[Image point annotation entries]
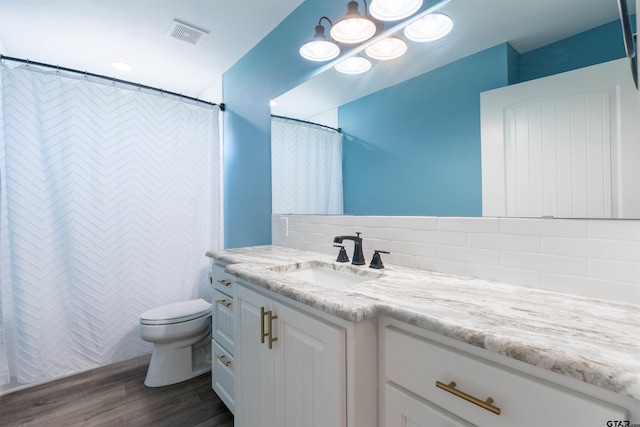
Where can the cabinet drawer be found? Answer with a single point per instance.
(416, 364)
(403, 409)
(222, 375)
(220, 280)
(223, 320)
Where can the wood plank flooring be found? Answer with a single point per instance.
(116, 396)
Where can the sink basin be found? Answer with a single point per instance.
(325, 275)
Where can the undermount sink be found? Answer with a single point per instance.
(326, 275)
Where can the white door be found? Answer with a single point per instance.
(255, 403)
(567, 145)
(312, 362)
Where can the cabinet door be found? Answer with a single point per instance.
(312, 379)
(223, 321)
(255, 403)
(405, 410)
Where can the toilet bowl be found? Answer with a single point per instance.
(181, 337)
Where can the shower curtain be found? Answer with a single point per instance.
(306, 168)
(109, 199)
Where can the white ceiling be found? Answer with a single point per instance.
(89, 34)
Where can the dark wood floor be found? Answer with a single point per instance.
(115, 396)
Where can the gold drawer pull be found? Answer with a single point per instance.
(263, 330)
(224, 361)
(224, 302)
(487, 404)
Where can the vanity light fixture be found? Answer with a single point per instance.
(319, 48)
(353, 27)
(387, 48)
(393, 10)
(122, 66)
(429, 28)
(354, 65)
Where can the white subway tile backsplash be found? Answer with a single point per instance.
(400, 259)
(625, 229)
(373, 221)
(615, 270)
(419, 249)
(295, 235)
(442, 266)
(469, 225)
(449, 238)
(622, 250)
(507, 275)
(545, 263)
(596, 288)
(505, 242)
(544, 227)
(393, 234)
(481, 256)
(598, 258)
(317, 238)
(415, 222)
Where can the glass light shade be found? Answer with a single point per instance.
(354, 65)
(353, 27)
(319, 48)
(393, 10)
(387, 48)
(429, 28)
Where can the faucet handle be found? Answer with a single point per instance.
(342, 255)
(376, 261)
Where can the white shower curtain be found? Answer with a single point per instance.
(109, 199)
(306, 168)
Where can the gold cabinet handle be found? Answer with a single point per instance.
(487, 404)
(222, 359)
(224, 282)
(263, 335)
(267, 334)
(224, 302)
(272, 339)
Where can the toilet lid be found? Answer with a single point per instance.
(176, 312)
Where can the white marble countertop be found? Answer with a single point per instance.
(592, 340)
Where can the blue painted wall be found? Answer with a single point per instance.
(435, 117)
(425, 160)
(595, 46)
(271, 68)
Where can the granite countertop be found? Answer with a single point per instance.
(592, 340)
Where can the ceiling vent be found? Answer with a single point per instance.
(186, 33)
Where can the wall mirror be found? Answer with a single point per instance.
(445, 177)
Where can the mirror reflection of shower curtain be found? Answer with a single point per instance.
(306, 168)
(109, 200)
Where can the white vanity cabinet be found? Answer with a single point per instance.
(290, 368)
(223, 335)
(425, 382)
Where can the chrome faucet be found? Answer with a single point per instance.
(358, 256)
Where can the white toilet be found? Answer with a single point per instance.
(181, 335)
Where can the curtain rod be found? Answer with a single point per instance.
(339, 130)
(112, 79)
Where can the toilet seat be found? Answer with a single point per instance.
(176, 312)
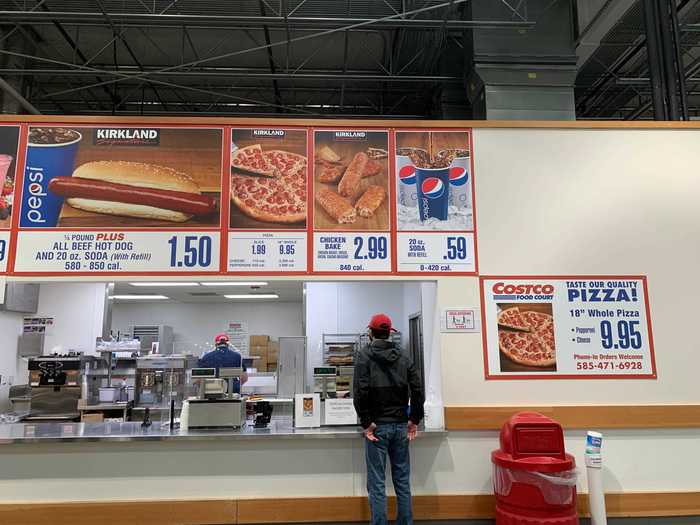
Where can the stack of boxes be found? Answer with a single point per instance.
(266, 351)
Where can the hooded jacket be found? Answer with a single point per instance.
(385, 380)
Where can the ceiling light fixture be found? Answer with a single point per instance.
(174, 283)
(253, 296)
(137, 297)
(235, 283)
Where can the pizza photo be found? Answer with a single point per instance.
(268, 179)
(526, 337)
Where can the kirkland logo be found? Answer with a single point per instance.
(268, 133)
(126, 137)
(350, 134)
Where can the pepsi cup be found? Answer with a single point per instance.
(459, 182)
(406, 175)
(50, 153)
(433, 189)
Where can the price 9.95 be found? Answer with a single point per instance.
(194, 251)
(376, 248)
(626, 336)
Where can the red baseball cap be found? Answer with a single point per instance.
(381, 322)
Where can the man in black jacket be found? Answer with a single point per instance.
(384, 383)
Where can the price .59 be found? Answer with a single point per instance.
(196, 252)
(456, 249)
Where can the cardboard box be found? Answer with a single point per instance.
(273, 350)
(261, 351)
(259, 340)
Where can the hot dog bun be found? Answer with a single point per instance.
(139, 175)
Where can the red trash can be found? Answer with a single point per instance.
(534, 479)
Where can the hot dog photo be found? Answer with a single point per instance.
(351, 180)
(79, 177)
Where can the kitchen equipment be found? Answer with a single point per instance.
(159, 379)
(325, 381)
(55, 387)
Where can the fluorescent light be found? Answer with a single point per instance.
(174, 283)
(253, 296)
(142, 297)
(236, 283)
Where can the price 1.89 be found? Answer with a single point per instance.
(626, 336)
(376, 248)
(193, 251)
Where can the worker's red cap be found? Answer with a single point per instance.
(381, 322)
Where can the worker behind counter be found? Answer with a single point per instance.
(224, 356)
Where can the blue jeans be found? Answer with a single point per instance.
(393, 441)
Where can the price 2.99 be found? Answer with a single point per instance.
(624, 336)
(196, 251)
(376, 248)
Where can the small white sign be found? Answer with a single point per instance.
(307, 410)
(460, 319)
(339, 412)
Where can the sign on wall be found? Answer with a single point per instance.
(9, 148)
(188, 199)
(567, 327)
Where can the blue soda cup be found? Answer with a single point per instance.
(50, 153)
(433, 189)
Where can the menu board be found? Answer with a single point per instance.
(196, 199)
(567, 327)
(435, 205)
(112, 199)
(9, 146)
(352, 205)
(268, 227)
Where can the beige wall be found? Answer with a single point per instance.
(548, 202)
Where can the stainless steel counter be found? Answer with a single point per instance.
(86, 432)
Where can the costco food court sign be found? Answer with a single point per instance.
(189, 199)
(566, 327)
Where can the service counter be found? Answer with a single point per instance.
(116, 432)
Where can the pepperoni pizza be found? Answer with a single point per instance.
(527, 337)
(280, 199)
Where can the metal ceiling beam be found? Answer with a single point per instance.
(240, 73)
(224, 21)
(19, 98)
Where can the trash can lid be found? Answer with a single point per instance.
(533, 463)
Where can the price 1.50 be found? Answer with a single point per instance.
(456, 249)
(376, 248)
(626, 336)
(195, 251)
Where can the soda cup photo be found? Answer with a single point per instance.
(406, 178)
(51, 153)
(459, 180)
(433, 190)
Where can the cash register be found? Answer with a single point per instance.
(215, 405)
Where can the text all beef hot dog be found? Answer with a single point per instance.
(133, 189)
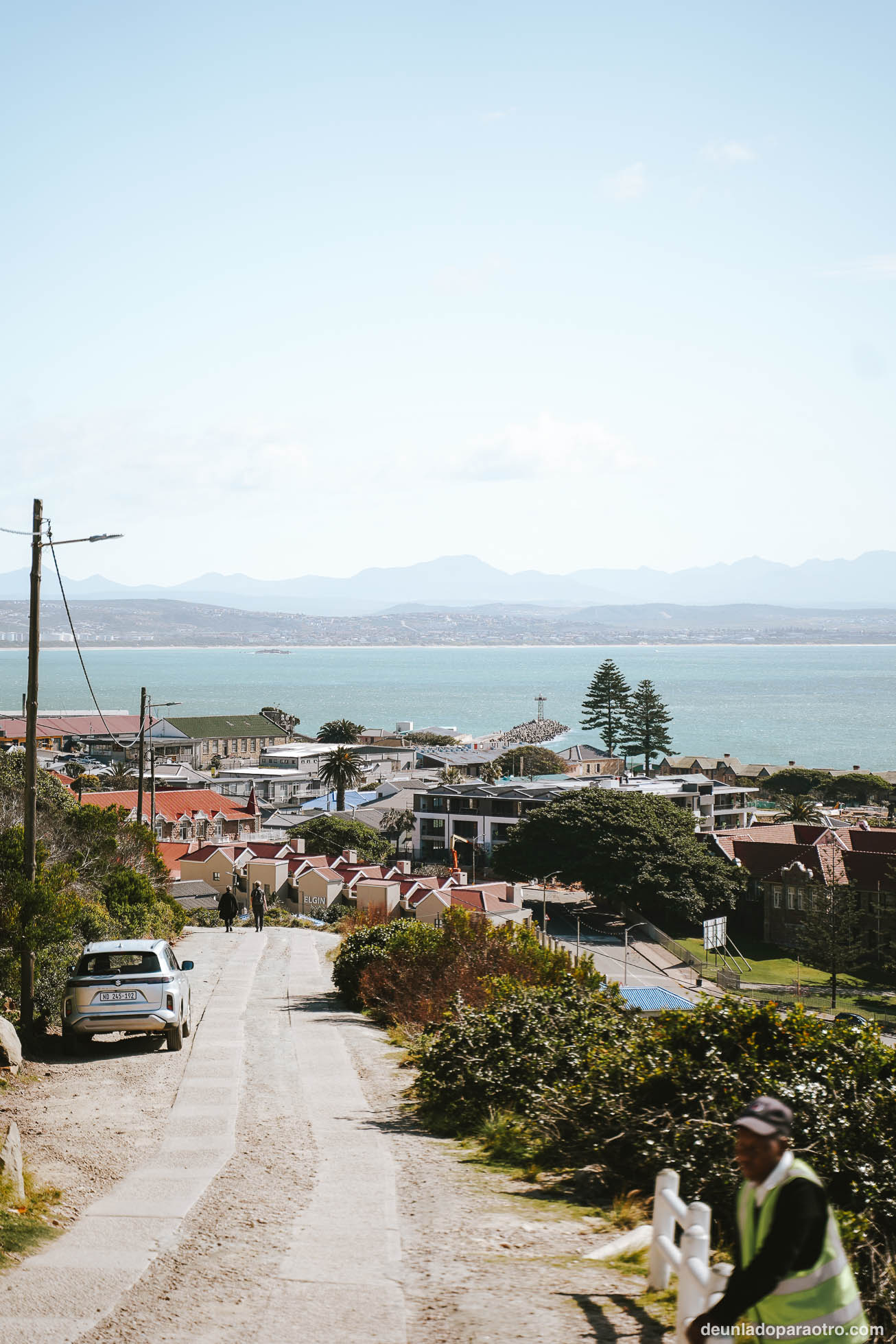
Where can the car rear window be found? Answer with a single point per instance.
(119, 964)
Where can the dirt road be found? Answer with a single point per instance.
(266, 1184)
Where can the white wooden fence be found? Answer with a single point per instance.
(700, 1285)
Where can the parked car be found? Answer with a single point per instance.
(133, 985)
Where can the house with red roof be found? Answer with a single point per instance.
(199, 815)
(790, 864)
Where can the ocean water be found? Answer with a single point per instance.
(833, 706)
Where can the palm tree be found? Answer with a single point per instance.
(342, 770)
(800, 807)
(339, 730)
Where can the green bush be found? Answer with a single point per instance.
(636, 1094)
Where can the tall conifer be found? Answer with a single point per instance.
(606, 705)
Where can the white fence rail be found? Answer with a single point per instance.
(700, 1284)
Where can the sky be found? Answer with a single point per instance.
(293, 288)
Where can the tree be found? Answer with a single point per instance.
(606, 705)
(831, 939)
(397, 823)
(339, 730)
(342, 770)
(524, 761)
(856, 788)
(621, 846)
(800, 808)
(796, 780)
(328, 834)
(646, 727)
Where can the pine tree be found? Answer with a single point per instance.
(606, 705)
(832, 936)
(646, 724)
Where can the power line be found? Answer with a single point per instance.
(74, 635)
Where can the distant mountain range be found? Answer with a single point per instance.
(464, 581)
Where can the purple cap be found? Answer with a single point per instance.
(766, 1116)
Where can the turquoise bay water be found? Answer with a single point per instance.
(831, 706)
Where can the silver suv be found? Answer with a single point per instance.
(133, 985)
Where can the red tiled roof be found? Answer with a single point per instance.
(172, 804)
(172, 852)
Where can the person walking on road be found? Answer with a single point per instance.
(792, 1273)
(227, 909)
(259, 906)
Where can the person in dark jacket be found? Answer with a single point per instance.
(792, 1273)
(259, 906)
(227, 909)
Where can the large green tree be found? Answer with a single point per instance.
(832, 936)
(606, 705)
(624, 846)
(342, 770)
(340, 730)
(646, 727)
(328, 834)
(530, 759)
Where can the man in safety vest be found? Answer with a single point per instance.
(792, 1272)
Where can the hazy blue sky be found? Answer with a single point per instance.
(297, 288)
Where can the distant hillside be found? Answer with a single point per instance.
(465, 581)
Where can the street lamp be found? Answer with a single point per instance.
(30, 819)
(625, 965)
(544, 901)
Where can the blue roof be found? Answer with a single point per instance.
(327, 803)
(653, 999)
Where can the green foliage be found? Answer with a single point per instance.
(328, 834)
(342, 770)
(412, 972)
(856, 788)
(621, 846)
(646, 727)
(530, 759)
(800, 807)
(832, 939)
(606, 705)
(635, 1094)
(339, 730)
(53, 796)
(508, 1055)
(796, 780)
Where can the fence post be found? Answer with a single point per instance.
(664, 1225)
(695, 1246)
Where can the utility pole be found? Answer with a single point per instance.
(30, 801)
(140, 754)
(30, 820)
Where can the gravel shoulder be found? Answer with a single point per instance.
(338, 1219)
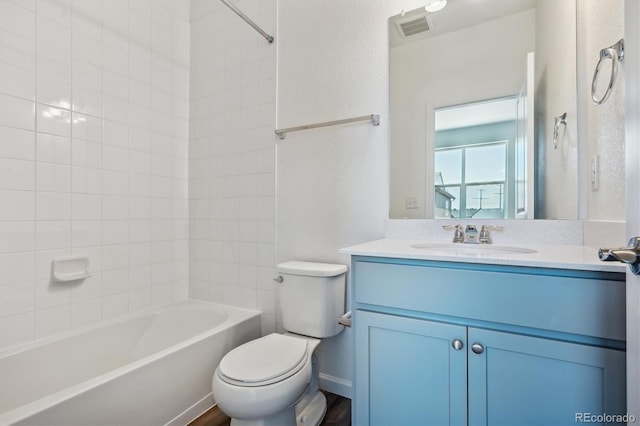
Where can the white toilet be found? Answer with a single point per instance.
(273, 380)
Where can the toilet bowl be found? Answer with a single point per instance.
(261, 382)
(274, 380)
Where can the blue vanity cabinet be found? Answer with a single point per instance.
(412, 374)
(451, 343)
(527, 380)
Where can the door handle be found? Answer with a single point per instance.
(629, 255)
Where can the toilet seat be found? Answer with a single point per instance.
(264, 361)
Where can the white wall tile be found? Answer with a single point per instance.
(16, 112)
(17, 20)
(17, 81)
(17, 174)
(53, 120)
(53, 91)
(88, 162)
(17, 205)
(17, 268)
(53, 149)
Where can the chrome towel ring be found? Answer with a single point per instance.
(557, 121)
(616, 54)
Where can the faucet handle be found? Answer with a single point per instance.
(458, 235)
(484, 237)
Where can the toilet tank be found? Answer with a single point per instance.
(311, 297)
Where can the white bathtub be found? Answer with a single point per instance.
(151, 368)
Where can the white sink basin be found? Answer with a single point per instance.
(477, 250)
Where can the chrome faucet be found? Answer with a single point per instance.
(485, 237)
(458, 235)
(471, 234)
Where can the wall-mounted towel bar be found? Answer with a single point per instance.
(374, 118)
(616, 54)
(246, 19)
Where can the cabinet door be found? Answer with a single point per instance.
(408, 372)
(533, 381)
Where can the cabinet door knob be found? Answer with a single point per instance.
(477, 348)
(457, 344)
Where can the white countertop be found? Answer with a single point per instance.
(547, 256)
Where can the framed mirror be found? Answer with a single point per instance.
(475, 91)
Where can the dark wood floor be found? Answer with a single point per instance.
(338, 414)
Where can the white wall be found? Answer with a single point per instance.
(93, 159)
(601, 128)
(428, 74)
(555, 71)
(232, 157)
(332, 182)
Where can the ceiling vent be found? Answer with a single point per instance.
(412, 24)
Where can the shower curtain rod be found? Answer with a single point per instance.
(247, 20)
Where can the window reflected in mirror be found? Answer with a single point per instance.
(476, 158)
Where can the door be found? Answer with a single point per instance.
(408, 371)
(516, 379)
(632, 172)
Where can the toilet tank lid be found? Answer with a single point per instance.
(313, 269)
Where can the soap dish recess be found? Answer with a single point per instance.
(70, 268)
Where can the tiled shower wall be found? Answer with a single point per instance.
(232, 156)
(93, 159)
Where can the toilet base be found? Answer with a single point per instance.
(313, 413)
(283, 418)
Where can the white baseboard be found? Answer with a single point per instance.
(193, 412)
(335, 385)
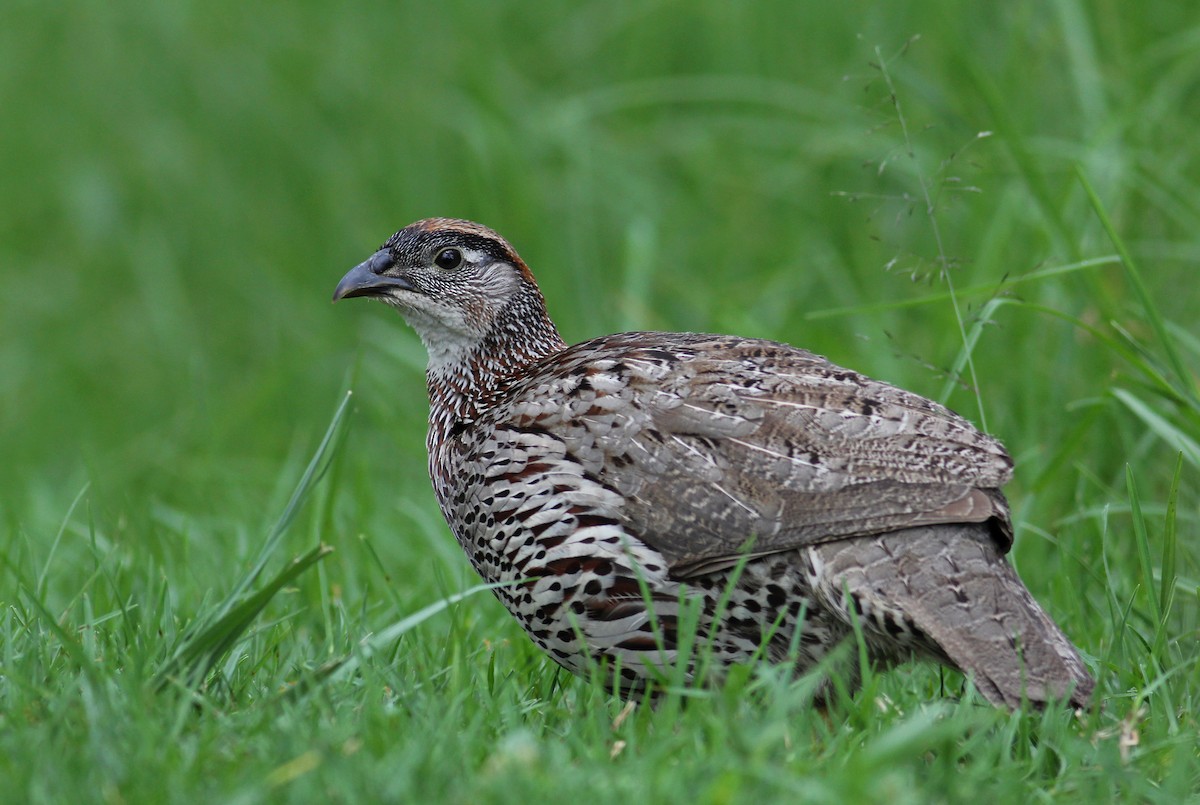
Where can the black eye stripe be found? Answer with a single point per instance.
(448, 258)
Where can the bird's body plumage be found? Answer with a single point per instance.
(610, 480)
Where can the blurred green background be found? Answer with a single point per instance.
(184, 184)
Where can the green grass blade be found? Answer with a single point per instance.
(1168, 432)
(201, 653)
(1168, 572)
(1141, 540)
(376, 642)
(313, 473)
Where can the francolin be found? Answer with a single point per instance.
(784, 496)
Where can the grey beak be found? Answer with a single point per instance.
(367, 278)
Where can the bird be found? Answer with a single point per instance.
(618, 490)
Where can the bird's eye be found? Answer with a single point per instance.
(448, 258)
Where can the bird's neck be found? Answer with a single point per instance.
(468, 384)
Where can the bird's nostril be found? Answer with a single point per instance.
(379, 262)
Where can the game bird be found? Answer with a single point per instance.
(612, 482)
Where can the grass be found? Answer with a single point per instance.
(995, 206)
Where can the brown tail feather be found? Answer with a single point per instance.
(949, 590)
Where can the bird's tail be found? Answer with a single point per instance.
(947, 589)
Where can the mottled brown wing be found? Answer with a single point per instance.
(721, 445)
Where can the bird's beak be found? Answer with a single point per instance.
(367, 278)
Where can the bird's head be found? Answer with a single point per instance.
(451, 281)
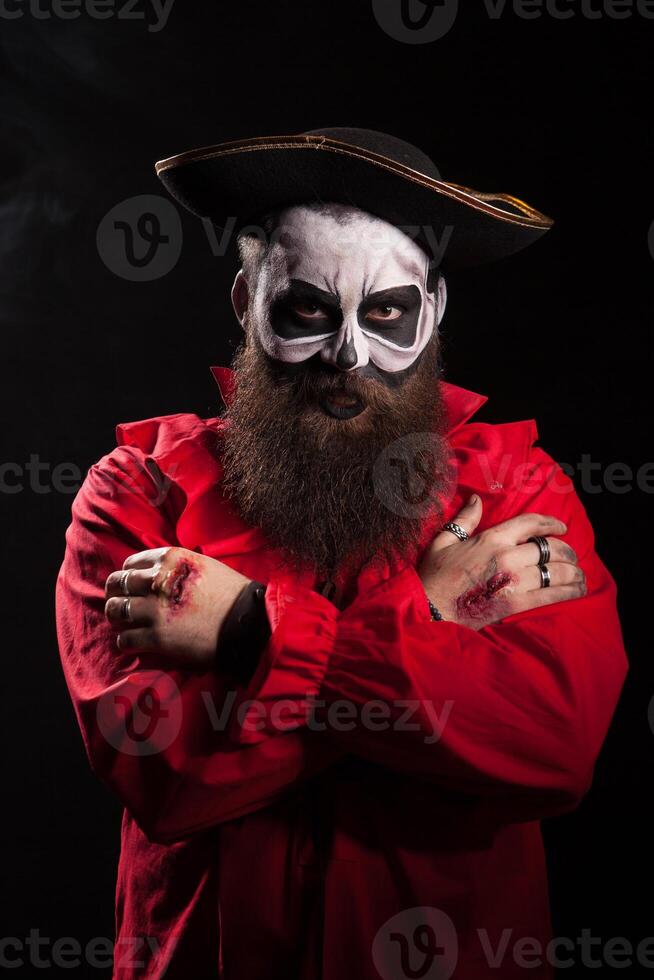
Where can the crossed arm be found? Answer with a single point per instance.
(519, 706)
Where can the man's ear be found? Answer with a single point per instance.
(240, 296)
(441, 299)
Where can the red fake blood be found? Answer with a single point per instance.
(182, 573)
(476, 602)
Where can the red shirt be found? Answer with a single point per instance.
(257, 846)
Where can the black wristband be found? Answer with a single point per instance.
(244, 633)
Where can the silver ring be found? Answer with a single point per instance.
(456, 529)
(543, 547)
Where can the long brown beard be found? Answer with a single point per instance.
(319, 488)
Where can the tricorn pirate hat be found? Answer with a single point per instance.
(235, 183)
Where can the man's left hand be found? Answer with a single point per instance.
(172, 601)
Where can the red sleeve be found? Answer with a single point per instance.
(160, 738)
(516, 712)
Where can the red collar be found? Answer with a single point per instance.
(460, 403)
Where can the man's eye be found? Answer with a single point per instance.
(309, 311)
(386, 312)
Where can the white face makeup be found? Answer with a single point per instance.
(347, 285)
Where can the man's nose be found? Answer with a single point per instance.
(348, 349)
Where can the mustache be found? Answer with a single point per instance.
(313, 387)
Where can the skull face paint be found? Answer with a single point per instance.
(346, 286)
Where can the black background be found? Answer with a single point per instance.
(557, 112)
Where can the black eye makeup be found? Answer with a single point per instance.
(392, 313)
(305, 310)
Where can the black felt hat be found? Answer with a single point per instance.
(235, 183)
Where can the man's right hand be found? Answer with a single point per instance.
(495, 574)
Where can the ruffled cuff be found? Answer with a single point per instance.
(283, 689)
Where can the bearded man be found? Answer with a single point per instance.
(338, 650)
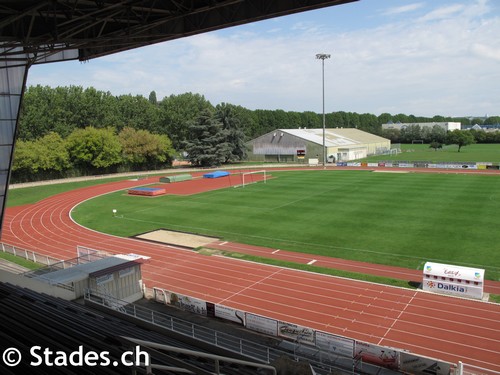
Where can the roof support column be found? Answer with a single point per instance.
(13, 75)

▸ Stated task:
Copy the entries above word for word, beginning with the line containing "Where can the cash" and continuing through the line containing "(636, 1094)", both ends included. Omit the pictures from your copy.

▸ Correct output:
Where can the cash register be found? Answer with a single point per instance.
(215, 405)
Where can the text all beef hot dog be found? Answer with a single point per instance.
(133, 189)
Where can the car rear window be found? Answer with a single point per instance.
(119, 964)
Where can the dirt road be found? Answer with a single point per instance.
(266, 1184)
Where can the white wooden fence be found? Answer with a single point per instance.
(700, 1285)
Where can the parked car be found? Answer with a single point per instance.
(133, 985)
Where can the house with red roof be found? Answer with a single point per instance.
(199, 815)
(790, 864)
Where can the ocean water be found? Answer with a single point per instance.
(833, 706)
Where can the palm tree be found? Answer with a single point per instance.
(342, 770)
(800, 807)
(339, 730)
Where can the green bush be found? Answer with a single point per instance.
(636, 1094)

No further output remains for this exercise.